WHAT YOU ARE ASKED TO DO. Go through the data below. List every line that holds the word "track".
##### PROVIDED INFORMATION
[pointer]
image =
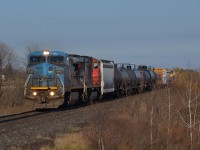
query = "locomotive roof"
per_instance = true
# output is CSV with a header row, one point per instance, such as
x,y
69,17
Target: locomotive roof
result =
x,y
39,53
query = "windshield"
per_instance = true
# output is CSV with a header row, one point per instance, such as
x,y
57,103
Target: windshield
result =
x,y
56,59
36,60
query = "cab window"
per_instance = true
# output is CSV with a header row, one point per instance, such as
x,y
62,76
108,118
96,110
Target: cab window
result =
x,y
95,65
56,59
36,60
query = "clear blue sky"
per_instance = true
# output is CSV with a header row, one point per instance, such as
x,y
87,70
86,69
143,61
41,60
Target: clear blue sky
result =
x,y
154,32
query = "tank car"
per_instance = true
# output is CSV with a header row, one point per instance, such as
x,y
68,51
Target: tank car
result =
x,y
45,76
125,80
149,77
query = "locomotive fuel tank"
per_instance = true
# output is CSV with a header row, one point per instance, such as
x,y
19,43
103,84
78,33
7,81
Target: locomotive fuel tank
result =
x,y
149,76
107,75
121,76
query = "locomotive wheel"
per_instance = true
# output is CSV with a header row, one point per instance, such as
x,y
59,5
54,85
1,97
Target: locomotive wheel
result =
x,y
67,99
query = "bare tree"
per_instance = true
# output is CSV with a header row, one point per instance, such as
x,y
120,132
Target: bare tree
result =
x,y
7,59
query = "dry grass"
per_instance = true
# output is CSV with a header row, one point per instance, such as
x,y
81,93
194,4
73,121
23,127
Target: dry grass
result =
x,y
74,141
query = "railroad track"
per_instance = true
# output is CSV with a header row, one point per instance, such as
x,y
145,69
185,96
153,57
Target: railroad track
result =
x,y
37,112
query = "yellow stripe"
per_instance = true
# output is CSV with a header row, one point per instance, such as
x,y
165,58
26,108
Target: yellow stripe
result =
x,y
39,88
44,88
53,88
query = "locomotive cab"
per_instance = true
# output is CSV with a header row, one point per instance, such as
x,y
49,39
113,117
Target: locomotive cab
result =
x,y
45,76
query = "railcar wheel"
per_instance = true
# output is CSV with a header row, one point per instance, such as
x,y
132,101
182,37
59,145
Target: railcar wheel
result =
x,y
67,99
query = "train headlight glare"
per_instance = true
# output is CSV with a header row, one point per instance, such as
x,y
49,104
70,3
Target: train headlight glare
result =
x,y
34,93
46,53
52,93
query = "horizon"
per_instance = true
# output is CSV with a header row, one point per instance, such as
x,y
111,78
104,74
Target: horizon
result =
x,y
154,33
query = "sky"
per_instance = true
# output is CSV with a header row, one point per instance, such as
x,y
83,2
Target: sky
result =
x,y
157,33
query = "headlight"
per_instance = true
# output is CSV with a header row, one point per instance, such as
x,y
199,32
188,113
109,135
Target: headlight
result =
x,y
46,53
34,93
52,93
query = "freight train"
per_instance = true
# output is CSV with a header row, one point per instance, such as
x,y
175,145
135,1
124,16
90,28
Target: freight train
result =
x,y
54,74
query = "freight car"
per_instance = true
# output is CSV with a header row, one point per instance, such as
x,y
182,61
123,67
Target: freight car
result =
x,y
53,74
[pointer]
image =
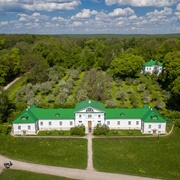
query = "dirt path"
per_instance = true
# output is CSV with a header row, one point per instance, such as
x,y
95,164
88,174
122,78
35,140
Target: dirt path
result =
x,y
67,172
90,152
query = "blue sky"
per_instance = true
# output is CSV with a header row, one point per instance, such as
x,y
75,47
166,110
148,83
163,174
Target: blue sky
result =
x,y
90,16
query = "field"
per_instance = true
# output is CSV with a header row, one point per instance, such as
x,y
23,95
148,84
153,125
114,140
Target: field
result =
x,y
152,157
70,153
18,175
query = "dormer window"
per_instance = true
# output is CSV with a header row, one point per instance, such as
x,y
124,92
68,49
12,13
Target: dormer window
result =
x,y
154,117
24,118
89,110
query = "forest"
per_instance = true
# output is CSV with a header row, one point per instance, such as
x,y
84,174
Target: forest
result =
x,y
61,70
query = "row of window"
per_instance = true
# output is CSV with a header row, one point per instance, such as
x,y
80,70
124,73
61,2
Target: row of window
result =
x,y
60,123
90,116
118,122
159,126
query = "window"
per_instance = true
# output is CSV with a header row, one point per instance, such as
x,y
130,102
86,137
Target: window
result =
x,y
24,118
89,116
89,110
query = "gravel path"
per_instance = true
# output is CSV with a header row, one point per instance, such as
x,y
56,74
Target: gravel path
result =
x,y
67,172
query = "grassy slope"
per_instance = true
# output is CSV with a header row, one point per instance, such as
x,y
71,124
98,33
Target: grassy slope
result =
x,y
20,175
58,152
151,157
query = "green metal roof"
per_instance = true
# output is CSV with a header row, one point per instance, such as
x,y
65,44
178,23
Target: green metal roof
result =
x,y
118,113
53,113
32,114
152,63
153,116
89,103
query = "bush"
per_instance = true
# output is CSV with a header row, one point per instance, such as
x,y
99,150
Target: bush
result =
x,y
78,130
101,130
4,129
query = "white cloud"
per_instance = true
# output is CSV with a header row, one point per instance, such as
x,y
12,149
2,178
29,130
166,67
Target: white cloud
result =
x,y
122,12
85,13
142,3
77,23
38,5
178,7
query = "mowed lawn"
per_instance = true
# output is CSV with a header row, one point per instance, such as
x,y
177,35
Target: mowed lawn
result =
x,y
151,157
70,153
21,175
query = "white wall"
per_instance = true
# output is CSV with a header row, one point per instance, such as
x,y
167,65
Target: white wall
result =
x,y
55,124
124,123
29,128
159,127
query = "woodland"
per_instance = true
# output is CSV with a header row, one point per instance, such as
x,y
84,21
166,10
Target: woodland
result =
x,y
59,71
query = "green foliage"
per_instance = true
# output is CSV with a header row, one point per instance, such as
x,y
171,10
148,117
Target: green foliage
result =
x,y
5,129
101,130
126,65
78,130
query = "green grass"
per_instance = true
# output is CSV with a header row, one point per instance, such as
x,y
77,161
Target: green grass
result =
x,y
156,157
21,175
54,133
70,153
11,91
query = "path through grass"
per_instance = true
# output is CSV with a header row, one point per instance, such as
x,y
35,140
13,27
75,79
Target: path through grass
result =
x,y
151,157
20,175
70,153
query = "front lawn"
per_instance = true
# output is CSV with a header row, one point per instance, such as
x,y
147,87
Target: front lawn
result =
x,y
156,157
70,153
19,175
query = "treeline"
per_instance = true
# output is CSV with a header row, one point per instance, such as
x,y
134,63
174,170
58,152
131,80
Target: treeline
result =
x,y
102,61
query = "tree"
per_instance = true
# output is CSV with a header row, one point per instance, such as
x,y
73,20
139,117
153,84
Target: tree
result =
x,y
36,66
126,65
5,107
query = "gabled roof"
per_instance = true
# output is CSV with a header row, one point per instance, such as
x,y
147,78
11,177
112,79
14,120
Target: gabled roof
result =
x,y
122,113
89,103
152,63
153,116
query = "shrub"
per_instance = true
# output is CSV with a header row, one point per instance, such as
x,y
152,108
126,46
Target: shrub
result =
x,y
101,130
4,129
78,130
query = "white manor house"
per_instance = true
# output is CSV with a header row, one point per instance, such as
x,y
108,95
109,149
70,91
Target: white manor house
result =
x,y
89,113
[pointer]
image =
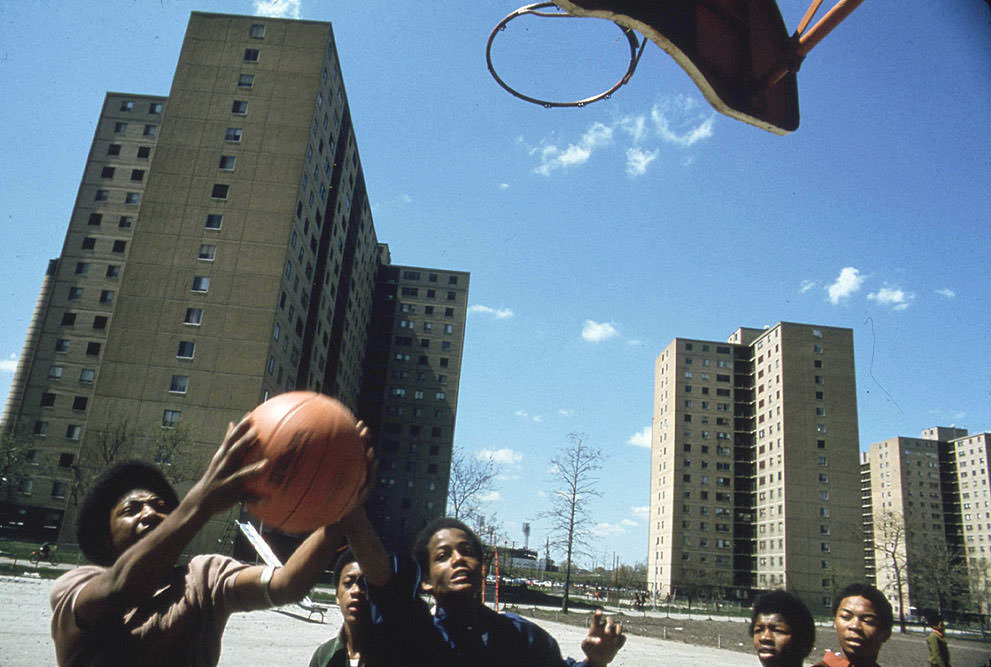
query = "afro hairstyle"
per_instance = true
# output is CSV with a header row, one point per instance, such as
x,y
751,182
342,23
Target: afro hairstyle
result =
x,y
420,552
795,613
93,523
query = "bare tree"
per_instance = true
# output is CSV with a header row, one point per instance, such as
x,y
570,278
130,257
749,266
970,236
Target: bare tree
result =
x,y
470,479
174,452
889,543
938,576
574,471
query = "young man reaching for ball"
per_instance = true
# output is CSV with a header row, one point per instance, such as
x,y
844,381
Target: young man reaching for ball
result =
x,y
463,631
135,606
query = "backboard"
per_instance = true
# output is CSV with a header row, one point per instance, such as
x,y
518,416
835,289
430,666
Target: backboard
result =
x,y
734,51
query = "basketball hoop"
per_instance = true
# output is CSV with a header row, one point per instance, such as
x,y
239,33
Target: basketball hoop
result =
x,y
636,50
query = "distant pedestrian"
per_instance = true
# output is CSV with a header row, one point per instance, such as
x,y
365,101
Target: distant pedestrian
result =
x,y
782,629
939,653
862,618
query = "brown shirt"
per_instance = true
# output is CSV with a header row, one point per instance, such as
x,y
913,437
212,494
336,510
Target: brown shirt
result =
x,y
181,624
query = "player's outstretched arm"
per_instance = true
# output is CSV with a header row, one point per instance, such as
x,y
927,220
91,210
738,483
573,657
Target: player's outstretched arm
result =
x,y
140,569
603,641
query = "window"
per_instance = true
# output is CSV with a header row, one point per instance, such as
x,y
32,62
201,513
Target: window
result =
x,y
179,384
170,418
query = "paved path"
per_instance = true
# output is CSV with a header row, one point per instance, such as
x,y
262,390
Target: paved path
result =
x,y
285,638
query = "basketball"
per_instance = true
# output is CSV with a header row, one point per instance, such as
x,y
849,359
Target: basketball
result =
x,y
317,462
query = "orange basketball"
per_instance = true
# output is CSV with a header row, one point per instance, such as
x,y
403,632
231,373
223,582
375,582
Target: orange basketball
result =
x,y
317,467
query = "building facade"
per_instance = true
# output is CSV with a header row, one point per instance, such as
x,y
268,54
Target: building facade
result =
x,y
930,529
755,474
221,251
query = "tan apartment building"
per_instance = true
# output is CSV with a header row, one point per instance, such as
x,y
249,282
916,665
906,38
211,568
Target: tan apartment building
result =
x,y
755,476
931,506
221,251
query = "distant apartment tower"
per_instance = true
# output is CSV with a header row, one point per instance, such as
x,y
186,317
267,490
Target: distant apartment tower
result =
x,y
754,469
221,251
931,508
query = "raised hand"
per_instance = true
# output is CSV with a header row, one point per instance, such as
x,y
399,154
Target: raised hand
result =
x,y
603,641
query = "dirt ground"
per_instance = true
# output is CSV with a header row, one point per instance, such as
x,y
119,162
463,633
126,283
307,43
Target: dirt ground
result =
x,y
908,650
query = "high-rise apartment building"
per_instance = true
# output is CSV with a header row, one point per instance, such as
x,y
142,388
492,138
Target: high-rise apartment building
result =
x,y
221,250
930,505
754,469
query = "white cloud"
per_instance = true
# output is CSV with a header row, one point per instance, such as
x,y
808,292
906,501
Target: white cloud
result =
x,y
504,456
9,365
892,296
848,282
682,121
498,313
637,160
526,415
635,126
277,9
553,158
596,332
641,438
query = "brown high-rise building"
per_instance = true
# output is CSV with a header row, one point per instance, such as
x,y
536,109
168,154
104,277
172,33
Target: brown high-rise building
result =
x,y
755,468
221,251
931,519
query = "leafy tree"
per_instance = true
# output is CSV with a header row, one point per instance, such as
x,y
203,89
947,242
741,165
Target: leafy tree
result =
x,y
470,479
574,472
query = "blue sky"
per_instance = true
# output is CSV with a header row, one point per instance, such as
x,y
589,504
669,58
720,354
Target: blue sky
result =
x,y
594,236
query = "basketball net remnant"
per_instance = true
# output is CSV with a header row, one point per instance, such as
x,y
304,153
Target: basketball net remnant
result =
x,y
738,52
##########
EXPECTED OUTPUT.
query = "railroad track"
Target: railroad track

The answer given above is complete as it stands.